> _THE REQUEST_
Rewrite the listing below, changing every "Quick Start" to "Getting Started" and leaving all other text unchanged.

> _RECORDED INFORMATION_
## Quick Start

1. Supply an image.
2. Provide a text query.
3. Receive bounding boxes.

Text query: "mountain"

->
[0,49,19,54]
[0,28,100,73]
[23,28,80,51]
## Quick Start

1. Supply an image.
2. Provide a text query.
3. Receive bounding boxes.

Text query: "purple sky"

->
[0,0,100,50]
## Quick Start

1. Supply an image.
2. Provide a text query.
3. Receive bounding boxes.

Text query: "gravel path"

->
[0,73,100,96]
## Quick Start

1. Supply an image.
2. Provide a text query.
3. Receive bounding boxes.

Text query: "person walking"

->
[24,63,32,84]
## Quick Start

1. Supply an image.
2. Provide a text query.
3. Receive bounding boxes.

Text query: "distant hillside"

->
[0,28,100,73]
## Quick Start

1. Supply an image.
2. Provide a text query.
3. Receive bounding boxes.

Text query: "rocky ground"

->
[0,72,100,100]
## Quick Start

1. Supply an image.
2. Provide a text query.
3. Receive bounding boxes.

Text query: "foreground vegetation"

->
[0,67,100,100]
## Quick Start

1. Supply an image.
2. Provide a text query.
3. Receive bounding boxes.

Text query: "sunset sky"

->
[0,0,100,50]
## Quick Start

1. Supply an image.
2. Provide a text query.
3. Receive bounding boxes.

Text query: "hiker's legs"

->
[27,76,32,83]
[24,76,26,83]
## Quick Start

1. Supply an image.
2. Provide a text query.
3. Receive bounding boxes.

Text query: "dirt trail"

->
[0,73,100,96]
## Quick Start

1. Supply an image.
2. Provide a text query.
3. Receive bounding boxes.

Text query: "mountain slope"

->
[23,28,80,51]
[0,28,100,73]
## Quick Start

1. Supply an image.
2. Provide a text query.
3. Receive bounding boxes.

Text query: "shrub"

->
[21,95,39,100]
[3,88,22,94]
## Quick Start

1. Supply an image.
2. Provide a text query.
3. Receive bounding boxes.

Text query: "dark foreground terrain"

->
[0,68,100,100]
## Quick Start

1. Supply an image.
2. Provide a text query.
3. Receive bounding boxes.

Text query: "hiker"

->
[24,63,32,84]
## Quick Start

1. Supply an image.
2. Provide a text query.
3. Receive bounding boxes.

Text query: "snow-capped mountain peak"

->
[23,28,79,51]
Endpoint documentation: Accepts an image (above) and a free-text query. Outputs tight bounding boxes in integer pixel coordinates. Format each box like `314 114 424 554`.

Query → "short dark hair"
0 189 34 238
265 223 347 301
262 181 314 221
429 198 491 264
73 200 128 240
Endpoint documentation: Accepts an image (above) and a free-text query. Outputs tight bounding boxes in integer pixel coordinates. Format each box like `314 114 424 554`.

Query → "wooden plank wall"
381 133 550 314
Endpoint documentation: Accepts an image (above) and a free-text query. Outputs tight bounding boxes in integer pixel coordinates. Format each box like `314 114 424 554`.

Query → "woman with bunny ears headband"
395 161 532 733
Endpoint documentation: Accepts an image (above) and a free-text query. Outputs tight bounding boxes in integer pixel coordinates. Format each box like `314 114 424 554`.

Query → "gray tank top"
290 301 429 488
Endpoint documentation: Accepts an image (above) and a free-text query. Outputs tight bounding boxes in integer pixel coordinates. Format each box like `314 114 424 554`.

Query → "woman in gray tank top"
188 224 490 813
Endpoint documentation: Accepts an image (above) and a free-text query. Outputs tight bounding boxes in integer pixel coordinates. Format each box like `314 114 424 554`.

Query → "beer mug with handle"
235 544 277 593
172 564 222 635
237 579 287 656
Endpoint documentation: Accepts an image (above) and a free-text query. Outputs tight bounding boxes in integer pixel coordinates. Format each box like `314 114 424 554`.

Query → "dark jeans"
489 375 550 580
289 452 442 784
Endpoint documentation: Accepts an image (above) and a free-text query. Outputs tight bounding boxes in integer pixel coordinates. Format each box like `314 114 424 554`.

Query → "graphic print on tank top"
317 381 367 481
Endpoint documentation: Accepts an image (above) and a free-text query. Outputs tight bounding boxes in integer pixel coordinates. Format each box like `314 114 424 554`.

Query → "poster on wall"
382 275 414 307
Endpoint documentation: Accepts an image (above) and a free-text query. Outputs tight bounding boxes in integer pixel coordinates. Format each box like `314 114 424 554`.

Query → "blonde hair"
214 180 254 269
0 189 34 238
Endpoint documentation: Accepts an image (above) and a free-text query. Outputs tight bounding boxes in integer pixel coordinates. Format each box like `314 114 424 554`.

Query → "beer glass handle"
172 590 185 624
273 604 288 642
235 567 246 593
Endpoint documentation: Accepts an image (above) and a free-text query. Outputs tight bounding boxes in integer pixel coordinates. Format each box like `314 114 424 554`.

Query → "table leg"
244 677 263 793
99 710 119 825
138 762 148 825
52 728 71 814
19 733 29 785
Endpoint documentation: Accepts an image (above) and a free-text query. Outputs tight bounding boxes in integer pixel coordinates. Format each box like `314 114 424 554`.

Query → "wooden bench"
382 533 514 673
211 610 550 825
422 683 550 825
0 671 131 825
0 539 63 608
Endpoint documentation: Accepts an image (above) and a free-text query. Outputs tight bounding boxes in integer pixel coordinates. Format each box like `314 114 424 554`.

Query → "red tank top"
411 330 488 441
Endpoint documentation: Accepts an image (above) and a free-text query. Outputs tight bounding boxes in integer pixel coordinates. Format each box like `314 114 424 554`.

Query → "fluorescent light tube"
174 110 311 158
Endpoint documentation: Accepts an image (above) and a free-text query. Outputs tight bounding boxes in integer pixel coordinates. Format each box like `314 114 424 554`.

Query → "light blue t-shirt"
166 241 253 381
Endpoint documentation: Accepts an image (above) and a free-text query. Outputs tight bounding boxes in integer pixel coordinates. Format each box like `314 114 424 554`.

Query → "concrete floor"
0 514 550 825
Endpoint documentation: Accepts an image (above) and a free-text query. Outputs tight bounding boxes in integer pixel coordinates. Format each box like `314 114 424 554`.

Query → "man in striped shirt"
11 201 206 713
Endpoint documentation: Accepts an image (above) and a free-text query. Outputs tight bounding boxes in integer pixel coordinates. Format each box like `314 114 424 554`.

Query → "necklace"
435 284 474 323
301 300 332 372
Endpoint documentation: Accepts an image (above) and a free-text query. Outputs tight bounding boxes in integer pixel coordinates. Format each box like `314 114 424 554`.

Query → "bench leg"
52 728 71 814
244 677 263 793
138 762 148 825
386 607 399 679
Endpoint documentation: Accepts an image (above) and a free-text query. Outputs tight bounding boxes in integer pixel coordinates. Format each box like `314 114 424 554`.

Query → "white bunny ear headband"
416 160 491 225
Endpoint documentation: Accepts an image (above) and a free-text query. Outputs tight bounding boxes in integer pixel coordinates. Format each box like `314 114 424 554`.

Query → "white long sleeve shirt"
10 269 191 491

> _CORRECT OUTPUT_
## Getting Started

1. Supply an image.
2. Provide a text query.
3. Receive bounding boxes.

Text query: "mountain"

->
[0,49,19,54]
[0,28,100,73]
[23,28,80,51]
## Getting Started

1. Supply an image.
2. Provide a text query.
3. Receive bounding boxes.

Text query: "purple sky"

->
[0,0,100,50]
## Getting Started

1. Supply an image.
2. Provide a text query.
3. Receive bounding boxes.

Text query: "gravel path"

->
[0,73,100,96]
## Getting Started

1. Supply an image.
2. Provide a text query.
3. Receive bounding boxes.

Text query: "person walking"

->
[24,63,32,84]
## Getting Started

1. Supply an image.
2. Provide a text query.
3. Receive bounding boxes.

Text query: "distant hillside"

->
[0,28,100,73]
## Getting Started

1. Supply an image.
2. Provide a text query.
3. Receive bounding boxes.

Text query: "rocky ground"

->
[0,72,100,100]
## Getting Started

1. Supply an image.
2. Provide a text query.
3. Receive bounding boxes.

Text query: "foreground vegetation"

->
[0,67,100,100]
## Getting Started

1. Supply an image.
2. Provide a text query.
3. Receive bounding boxes.

Text query: "sunset sky"

->
[0,0,100,50]
## Getting Started

1. Supply an image.
2. Provide a text query.
3. Receive bounding boxes.

Text query: "hiker's legs"

->
[27,76,32,83]
[24,76,26,83]
## Getting Started

1. Supply an image.
2. Provide a text query.
3. Receive bounding boxes.

Text query: "dirt trail"

->
[0,73,100,96]
## Getting Started

1. Supply an image.
2. Provide a text query.
3. Receive bounding boxes.

Text query: "mountain slope"

->
[23,28,80,51]
[0,28,100,73]
## Getting Started

1. Supply an image.
2. Provide a text query.
3. Receive bounding boxes.

Text query: "shrub"

->
[21,95,39,100]
[3,88,22,94]
## Getting Started

1. Supply an image.
2. Provide a text query.
3. Receive bounding boxes.

Text query: "dark foreground terrain"

->
[0,68,100,100]
## Getting Started

1. Supply an image.
2. Provide a text query.
3. Receive bounding boxes.

Text query: "hiker"

->
[24,63,32,84]
## Getting Started

1. Supply an image.
2. Provide a text query.
3. Receive bounding boxes.

Text query: "snow-capped mountain peak"

->
[23,28,79,51]
Endpoint documentation: Accepts an image (above) and a free-text query. Outputs tight bounding boxes in integer pixel coordinates. Format each box like `314 114 424 554`.

Query → "short dark hair"
0 189 34 238
265 223 347 301
262 181 314 221
429 198 491 264
73 200 128 240
Endpoint documentation: Accepts an image (above) and a free-text query. Outputs tight bounding boxes in integer pixel coordinates. Format each box like `314 114 424 554`.

Query → "wooden plank wall"
381 133 550 314
Endpoint documentation: Accepts an image (above) and a free-text query. Outputs tight bounding boxes in integer pixel coordinates. Format each box like `314 114 424 554`.

Query → "woman with bunny ears headband"
395 161 532 733
Endpoint documentation: Accepts an image (above) and a free-text query. Outputs tight bounding boxes in integer pixel coordinates. Format each box like `314 114 424 554`.

Query → "gray tank top"
290 301 429 488
Endpoint documentation: Accepts an image (above) and a free-text query. Outputs tight bounding boxes in integer pixel coordinates. Format each box like `314 114 424 554`.

Query → "woman in gray tank top"
188 224 490 813
Endpoint documentation: Accepts an image (above) and a free-text query. Outputs tight bounding boxes in integer pixel coordinates. Format each box like `314 114 424 554`.

Query → "beer mug with handle"
235 544 277 593
172 564 222 635
237 579 287 656
Endpoint documentation: Accepts an image (above) and a free-text query. Outputs tight bounding boxes in integer pixel coordinates. Format each box like `314 114 424 554`.

Query → "dark jeans"
489 375 550 580
289 452 442 784
Endpoint documentation: Accepts an image (above) and a free-text query. Outputs tight bounding boxes in integer pixel coordinates. Format each box like `314 114 424 554`.

Query → "graphic print on tank top"
317 381 367 481
Endpoint documentation: Accepts an image (above) and a free-text query. Outputs tight bounding boxes in integer pixel coordinates. Format each box like `314 114 424 554`.

Query → "poster on wall"
382 275 414 307
Endpoint documentation: Accepts an image (above) and a free-text query. Outputs tight bounding boxes in integer pixel coordinates. Format each box like `314 114 424 554`.

Query → "blonde hair"
214 180 254 269
0 189 34 238
Endpoint documentation: Accepts an image (above) and a free-text query. Outputs tight bounding boxes in integer pixel coordinates. Format each box like `314 114 424 554`.

Query → "beer glass handle"
172 590 185 624
273 604 288 642
235 567 246 593
Endpoint documentation: Accepts an image (above) and a free-text query. Outputs tight bounding boxes in integer pixel coordinates. Format each box like `314 114 424 554`.

Query → "table leg"
244 677 263 793
99 710 119 825
138 762 148 825
52 728 71 814
19 733 29 785
Endpoint documentation: Accepts an image (above) and a free-text query. Outputs tight bounding boxes in integer pixel coordinates. Format each box like `314 114 424 554`.

Query → "wooden bench"
382 533 514 673
211 610 550 825
422 683 550 825
0 671 131 825
0 539 63 608
Endpoint documentation: Accepts an image (above) and a free-text query. Outputs tight bounding boxes in integer pixel coordinates. Format each box like `314 114 424 554`.

Query → "red tank top"
411 330 488 441
Endpoint documentation: Accepts an image (above) and a free-text query. Outputs tight bounding boxes in integer pixel coordinates. Format each box like `314 114 424 554`.

Query → "fluorescent light tube"
174 110 311 158
Endpoint documentation: Accepts an image (above) and a free-text query. Outputs tight bounding boxes in integer pixel coordinates. Format each box like `314 114 424 554`.

Query → "light blue t-shirt"
166 241 253 381
Endpoint documentation: Accepts an image (above) and a free-text query. Outputs tight bounding boxes in integer pixel coordinates. Format each box like `314 114 424 554`.

Query → "concrete floor"
0 514 550 825
Endpoint documentation: Accepts an image (above) and a free-text query. Outputs tight bounding boxes in integer pixel coordinates. Format each box like `314 114 424 554`.

Query → "man in striped shirt"
11 201 206 713
Endpoint documentation: Accepts an image (above) and a free-text query. Outputs tight bounding boxes in integer pixel coordinates. Format each box like `314 114 424 554`.

Query → "necklace"
435 284 474 323
301 300 332 372
Endpoint documentation: Accepts an image (above) and a free-text query. Outputs tight bounding boxes in integer pixel coordinates. Format each box like `314 114 424 554`.

Query → "bench leg"
52 728 71 814
244 677 263 793
138 762 148 825
386 607 399 679
Endpoint documentation: Accepts an image (above) and a free-text query. Outputs tight bounding boxes in integer pixel coordinates. Format each box like `314 114 424 554`.

Query → "white bunny ear headband"
416 160 491 225
Endpoint documentation: Accepts an image (above) and a free-text query. Outputs tight bounding boxes in integer pixel coordinates. Format each box like `314 114 424 554`.

Query → "white long sleeve shirt"
10 269 191 491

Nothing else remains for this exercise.